* **EXTRACTED ENTRIES**
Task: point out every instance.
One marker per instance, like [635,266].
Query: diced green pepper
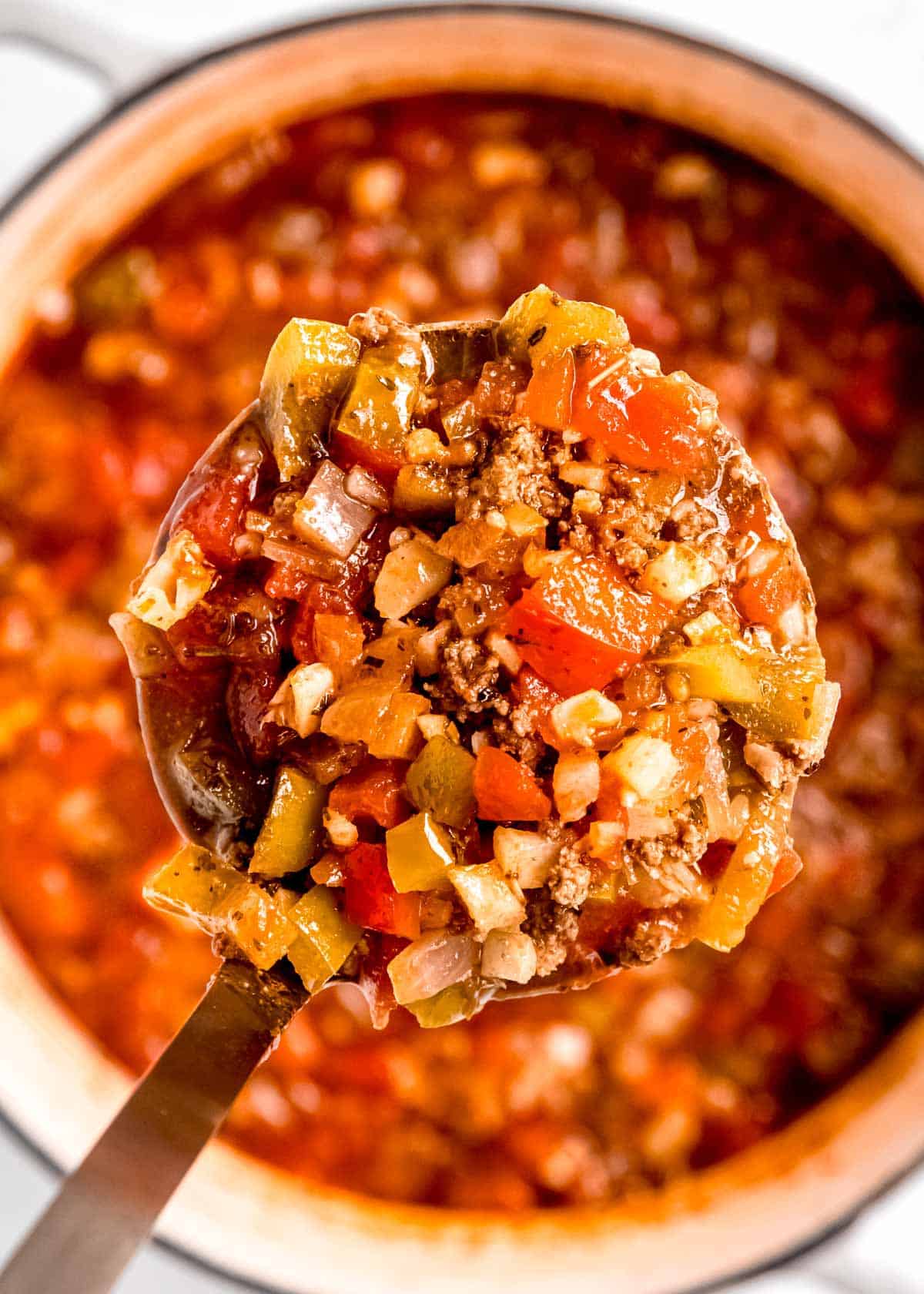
[383,396]
[192,884]
[448,1007]
[259,923]
[420,854]
[775,696]
[422,491]
[325,941]
[541,323]
[440,782]
[291,829]
[307,372]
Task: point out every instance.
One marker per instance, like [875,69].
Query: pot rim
[188,68]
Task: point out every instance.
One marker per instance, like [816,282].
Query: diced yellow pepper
[420,854]
[192,884]
[448,1007]
[259,923]
[541,323]
[325,941]
[383,395]
[777,696]
[307,370]
[440,782]
[745,880]
[291,829]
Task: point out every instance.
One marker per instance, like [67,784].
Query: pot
[239,1214]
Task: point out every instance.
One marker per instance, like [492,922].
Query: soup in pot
[450,207]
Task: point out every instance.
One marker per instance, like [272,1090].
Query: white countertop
[870,53]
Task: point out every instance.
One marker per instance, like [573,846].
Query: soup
[450,207]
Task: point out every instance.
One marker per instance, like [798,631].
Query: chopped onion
[175,582]
[363,485]
[509,955]
[433,963]
[644,822]
[488,897]
[409,575]
[328,517]
[302,558]
[524,856]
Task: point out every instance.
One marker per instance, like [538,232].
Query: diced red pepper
[762,597]
[788,867]
[551,391]
[581,625]
[373,791]
[506,789]
[650,422]
[350,452]
[534,696]
[372,900]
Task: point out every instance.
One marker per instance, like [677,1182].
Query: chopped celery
[488,897]
[325,941]
[440,782]
[291,829]
[745,881]
[192,884]
[307,370]
[383,395]
[258,922]
[777,696]
[420,854]
[541,323]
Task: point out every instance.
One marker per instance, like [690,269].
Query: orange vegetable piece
[650,422]
[506,789]
[581,625]
[374,793]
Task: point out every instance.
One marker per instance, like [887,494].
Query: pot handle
[116,60]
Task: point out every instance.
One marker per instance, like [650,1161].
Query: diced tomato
[350,452]
[581,625]
[551,391]
[788,867]
[372,901]
[506,789]
[374,981]
[650,422]
[373,791]
[762,597]
[534,696]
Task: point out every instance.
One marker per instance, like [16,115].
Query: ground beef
[553,930]
[570,877]
[518,470]
[467,679]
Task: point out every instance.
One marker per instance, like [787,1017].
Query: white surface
[866,52]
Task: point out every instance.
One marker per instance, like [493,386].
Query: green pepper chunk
[291,829]
[541,323]
[420,854]
[775,696]
[307,372]
[440,782]
[382,399]
[325,938]
[193,884]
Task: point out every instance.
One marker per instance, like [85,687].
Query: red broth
[450,207]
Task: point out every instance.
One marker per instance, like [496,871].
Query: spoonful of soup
[475,660]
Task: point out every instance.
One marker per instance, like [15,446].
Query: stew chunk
[501,669]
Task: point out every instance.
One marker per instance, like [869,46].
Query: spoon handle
[105,1210]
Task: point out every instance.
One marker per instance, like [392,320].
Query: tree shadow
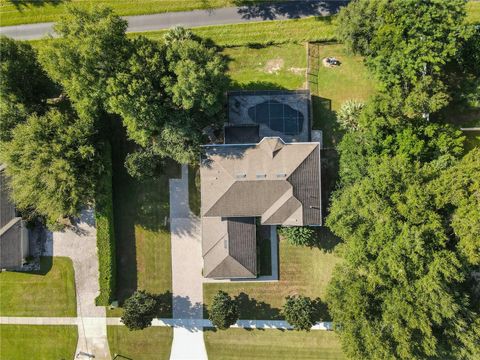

* **TASK PROMPT**
Gather and copy every line of the data above that contains the string "soup", matching case exactly.

* **OUTPUT OF THE TASK**
Query: soup in pot
Query: soup
Query: spoonful of soup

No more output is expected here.